### Task to complete
Output all of the records word for word and drop the images.

### Supplied material
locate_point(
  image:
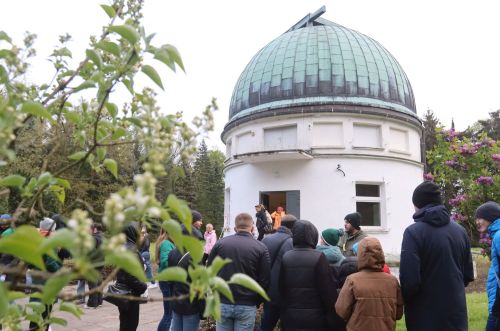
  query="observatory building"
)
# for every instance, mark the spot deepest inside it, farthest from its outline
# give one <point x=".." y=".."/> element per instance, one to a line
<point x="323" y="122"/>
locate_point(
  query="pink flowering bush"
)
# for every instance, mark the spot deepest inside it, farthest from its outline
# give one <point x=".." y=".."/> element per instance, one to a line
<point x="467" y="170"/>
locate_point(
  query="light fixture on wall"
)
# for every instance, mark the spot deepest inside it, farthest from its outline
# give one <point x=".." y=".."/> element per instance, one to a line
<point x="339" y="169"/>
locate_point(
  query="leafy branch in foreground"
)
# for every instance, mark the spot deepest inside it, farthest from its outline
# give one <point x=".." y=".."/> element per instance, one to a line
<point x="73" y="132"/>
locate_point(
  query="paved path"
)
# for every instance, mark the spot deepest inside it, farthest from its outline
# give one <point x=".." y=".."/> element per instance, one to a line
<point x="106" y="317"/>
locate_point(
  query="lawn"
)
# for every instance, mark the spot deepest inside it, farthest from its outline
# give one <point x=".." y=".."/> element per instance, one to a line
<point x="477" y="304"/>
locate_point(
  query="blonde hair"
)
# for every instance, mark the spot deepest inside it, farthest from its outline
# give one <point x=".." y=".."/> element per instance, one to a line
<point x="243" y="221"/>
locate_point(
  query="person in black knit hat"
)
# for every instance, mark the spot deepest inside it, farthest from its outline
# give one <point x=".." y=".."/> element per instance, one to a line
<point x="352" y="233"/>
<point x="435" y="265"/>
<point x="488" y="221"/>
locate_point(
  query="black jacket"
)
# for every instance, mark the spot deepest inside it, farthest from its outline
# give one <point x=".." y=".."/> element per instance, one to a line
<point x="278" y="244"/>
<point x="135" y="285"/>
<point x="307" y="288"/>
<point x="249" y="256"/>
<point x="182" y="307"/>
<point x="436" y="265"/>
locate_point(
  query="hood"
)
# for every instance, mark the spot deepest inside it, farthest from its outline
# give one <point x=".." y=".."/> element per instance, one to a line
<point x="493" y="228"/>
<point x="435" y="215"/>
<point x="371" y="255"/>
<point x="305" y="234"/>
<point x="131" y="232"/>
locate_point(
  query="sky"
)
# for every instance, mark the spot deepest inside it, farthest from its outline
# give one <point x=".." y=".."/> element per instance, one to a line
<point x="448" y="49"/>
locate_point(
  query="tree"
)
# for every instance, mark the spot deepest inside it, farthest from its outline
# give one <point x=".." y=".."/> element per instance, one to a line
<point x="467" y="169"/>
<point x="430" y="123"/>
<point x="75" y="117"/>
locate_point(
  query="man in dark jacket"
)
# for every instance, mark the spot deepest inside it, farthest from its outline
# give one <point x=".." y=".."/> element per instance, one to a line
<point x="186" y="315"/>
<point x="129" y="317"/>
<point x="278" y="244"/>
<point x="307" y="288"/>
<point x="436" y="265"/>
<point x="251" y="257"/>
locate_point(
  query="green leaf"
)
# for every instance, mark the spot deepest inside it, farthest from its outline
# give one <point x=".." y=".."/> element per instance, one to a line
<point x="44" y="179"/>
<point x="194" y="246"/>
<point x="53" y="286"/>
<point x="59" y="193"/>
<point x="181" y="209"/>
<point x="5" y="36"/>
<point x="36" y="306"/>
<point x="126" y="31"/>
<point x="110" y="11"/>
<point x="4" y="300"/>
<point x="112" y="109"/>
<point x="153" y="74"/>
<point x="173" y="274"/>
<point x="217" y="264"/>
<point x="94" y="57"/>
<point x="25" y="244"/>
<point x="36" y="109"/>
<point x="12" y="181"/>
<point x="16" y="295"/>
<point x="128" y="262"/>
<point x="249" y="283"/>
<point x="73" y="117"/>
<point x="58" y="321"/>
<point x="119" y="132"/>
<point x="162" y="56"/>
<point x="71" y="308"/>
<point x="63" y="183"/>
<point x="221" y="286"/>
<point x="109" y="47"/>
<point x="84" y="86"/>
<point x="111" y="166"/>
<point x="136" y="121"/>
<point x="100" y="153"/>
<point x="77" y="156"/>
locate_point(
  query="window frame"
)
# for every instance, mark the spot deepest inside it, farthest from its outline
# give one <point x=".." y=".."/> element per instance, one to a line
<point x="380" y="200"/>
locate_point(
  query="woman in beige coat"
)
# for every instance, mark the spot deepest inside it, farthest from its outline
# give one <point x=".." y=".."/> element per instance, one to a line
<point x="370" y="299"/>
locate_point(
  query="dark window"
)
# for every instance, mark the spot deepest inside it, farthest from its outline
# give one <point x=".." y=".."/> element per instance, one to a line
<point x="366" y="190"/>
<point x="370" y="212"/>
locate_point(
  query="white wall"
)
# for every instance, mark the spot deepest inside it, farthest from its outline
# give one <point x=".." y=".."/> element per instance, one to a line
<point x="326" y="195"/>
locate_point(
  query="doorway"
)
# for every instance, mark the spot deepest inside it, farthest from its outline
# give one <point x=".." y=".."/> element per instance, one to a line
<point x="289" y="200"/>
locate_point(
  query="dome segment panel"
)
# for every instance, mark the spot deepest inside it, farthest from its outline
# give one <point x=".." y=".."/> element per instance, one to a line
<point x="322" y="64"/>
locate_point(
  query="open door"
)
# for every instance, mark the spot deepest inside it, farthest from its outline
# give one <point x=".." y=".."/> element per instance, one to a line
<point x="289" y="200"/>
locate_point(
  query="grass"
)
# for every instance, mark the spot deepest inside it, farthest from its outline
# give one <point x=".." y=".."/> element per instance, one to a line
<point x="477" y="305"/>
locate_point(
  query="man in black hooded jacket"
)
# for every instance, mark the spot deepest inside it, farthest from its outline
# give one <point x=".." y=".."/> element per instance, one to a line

### Solution to the exercise
locate_point(
  image:
  query="observatory building"
)
# for every instance, mark the spot deepest inside it, farthest from its outline
# give one <point x=".." y=".."/> element per instance, one to a line
<point x="323" y="122"/>
locate_point(
  query="pink flowering bush"
)
# for every instance, mark the spot deepest inside it, farthest from its outline
# give one <point x=".." y=".."/> element per instance, one to a line
<point x="467" y="170"/>
locate_point(
  query="light fixture on wall"
)
# for every instance, mark the spot deepest inside it, farthest from its outline
# give one <point x=".." y=".."/> element per instance, one to a line
<point x="339" y="169"/>
locate_point(
  query="leafy branch in foreground"
)
# for every instance, mark the spot deepest inside it, farthest from its outline
# give one <point x=".." y=".."/> element per instance, one to a line
<point x="73" y="132"/>
locate_point(
  query="paved path"
)
# for every instance, mark the spot deepest inside it, farthest from its outline
# give one <point x=".." y=".."/> element per instance, one to a line
<point x="106" y="317"/>
locate_point(
  query="lawn"
)
# for every instance, mark the spot deepest inside it, farthest from its outline
# give one <point x=".." y=".."/> element per instance, one to a line
<point x="477" y="304"/>
locate_point(
  query="blonde hair"
)
# for every instance, mark the spot deepest inside it, farthest from its outline
# give one <point x=".." y=".."/> element per instance, one to a line
<point x="243" y="221"/>
locate_point(
  query="person in black knit hat"
)
# for every instance, mark the spot deepest inside it, farthest from its outline
# give one <point x=".." y=".."/> element per instance, one to a line
<point x="352" y="233"/>
<point x="435" y="265"/>
<point x="488" y="221"/>
locate_point(
  query="black jacket"
)
# for every instance, mark the spot deepest inside it, farthest from its outline
# give one <point x=".." y=".."/> element per instance, one to a line
<point x="278" y="244"/>
<point x="135" y="285"/>
<point x="307" y="288"/>
<point x="249" y="256"/>
<point x="182" y="307"/>
<point x="436" y="265"/>
locate_point(
  query="hood"
)
# for every instance, mark the spot deepest inside it, farthest from its outline
# give one <point x=".." y=".."/> element per instance, one to a line
<point x="493" y="228"/>
<point x="435" y="215"/>
<point x="371" y="255"/>
<point x="305" y="234"/>
<point x="131" y="232"/>
locate_point(
  query="sky"
)
# for every instance, mark the spot deepest inside it, farthest from its outline
# give one <point x=".." y=".."/> element per instance, one to a line
<point x="448" y="49"/>
locate_point(
  query="tree"
)
# for every instance, mark the spot deepest inside it, farthest from its outline
# give one <point x=".." y=".."/> element per instance, one to a line
<point x="467" y="169"/>
<point x="430" y="123"/>
<point x="75" y="117"/>
locate_point(
  query="man in dark jacket"
)
# for every instance, mark the spot deepest inside it, farthest from its outline
# give one <point x=".." y=".."/> element per instance, one to a line
<point x="186" y="315"/>
<point x="129" y="317"/>
<point x="278" y="244"/>
<point x="307" y="288"/>
<point x="436" y="265"/>
<point x="251" y="257"/>
locate_point(
  query="green leaf"
)
# for every instance, mark the spot deepest inside it, farthest from its outline
# give one <point x=".." y=".."/> element per instance, one to a line
<point x="44" y="179"/>
<point x="194" y="246"/>
<point x="53" y="286"/>
<point x="59" y="193"/>
<point x="181" y="209"/>
<point x="5" y="36"/>
<point x="36" y="306"/>
<point x="126" y="31"/>
<point x="110" y="11"/>
<point x="4" y="300"/>
<point x="112" y="109"/>
<point x="153" y="74"/>
<point x="173" y="274"/>
<point x="217" y="264"/>
<point x="94" y="57"/>
<point x="25" y="244"/>
<point x="36" y="109"/>
<point x="12" y="181"/>
<point x="16" y="295"/>
<point x="128" y="262"/>
<point x="249" y="283"/>
<point x="73" y="117"/>
<point x="58" y="321"/>
<point x="119" y="132"/>
<point x="162" y="56"/>
<point x="71" y="308"/>
<point x="63" y="183"/>
<point x="221" y="286"/>
<point x="109" y="47"/>
<point x="84" y="86"/>
<point x="111" y="166"/>
<point x="136" y="121"/>
<point x="100" y="153"/>
<point x="77" y="156"/>
locate_point(
  query="window frame"
)
# for every instance, mark the spot deepest inside it, farthest from its outline
# give one <point x=".." y=".."/> element per instance, one to a line
<point x="380" y="200"/>
locate_point(
  query="woman in beige coat"
)
# for every instance, mark the spot deepest inside it, farthest from its outline
# give one <point x=".." y=".."/> element per instance, one to a line
<point x="370" y="299"/>
locate_point(
  query="dark window"
)
# for every instance, mark the spot deepest inside it, farthest from its outline
# give one <point x=".." y=".."/> element per instance, one to a line
<point x="366" y="190"/>
<point x="370" y="212"/>
locate_point(
  query="white wall"
)
# for every instance, mark the spot deepest inside it, farthest from its outline
# give one <point x=".." y=".."/> element per instance, one to a line
<point x="326" y="195"/>
locate_point(
  query="doorway"
)
# for every instance, mark the spot deepest inside it, farthest from its outline
# give one <point x=".." y=".."/> element per instance, one to a line
<point x="289" y="200"/>
locate_point(
  query="dome segment panel"
)
# for every instance, mark the spot deepest inside it, farthest from its outline
# give one <point x=".." y=".."/> element per instance, one to a line
<point x="322" y="64"/>
locate_point(
  query="open door"
)
# for every instance, mark the spot deepest inside it, farthest from its outline
# give one <point x=".." y=".."/> element per instance, one to a line
<point x="289" y="200"/>
locate_point(
  query="grass"
)
# for every instance, mark the spot deepest inside it, farthest from its outline
# give one <point x=".." y=".."/> element per instance, one to a line
<point x="477" y="305"/>
locate_point(
  query="man in black hooded jacket"
)
# for every instance, mark the spot deepest inside it, farthest from its outline
# give one <point x=".." y=".."/> element per instance, one to a line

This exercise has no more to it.